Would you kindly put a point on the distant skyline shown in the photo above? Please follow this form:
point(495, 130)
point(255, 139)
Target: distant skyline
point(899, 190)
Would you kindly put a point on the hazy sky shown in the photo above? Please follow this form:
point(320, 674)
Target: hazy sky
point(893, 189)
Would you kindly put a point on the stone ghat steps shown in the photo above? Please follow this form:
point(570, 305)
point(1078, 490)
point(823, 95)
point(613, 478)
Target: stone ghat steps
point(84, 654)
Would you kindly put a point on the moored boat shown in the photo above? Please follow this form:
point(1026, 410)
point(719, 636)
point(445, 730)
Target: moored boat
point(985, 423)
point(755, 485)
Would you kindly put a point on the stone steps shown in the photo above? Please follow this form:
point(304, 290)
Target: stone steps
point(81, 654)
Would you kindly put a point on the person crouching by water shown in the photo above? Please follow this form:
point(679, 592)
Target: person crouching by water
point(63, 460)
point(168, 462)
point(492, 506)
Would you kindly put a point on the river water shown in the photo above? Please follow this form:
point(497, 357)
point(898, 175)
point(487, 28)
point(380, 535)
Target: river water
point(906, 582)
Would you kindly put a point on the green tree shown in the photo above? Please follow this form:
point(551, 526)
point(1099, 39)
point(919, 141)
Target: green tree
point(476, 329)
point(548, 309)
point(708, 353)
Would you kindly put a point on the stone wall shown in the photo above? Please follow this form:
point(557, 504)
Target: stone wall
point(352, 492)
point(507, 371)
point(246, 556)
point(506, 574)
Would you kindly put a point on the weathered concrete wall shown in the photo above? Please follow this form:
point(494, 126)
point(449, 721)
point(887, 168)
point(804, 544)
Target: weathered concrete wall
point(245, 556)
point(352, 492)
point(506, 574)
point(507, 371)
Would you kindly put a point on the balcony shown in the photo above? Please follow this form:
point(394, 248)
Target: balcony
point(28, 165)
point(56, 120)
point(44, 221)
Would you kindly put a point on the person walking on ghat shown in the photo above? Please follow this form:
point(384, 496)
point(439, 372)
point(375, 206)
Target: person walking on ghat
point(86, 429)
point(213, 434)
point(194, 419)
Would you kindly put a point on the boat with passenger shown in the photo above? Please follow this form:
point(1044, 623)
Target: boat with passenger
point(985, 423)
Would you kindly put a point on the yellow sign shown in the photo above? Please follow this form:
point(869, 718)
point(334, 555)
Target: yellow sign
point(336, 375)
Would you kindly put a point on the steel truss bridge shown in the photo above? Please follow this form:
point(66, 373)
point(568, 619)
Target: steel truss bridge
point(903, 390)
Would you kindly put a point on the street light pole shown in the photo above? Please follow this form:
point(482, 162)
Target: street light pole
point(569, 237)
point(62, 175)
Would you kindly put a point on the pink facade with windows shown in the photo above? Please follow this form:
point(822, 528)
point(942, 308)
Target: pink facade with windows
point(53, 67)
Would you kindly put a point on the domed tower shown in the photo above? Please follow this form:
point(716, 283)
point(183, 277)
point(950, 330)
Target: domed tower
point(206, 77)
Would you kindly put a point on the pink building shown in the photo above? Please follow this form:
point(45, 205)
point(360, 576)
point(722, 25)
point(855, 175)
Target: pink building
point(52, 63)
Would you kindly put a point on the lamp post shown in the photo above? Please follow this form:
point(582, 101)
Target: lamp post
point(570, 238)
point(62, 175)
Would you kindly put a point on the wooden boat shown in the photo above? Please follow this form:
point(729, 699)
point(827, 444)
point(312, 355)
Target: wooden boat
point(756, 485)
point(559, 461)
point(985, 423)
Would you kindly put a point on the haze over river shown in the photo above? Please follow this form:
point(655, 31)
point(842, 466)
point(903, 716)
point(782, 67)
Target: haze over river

——

Task goal → Lines with the string "over": pick each one out of the material and return it.

Result of this task →
Would you kindly put a point on the haze over river shown in the photo above? Please follow this form:
Target: haze over river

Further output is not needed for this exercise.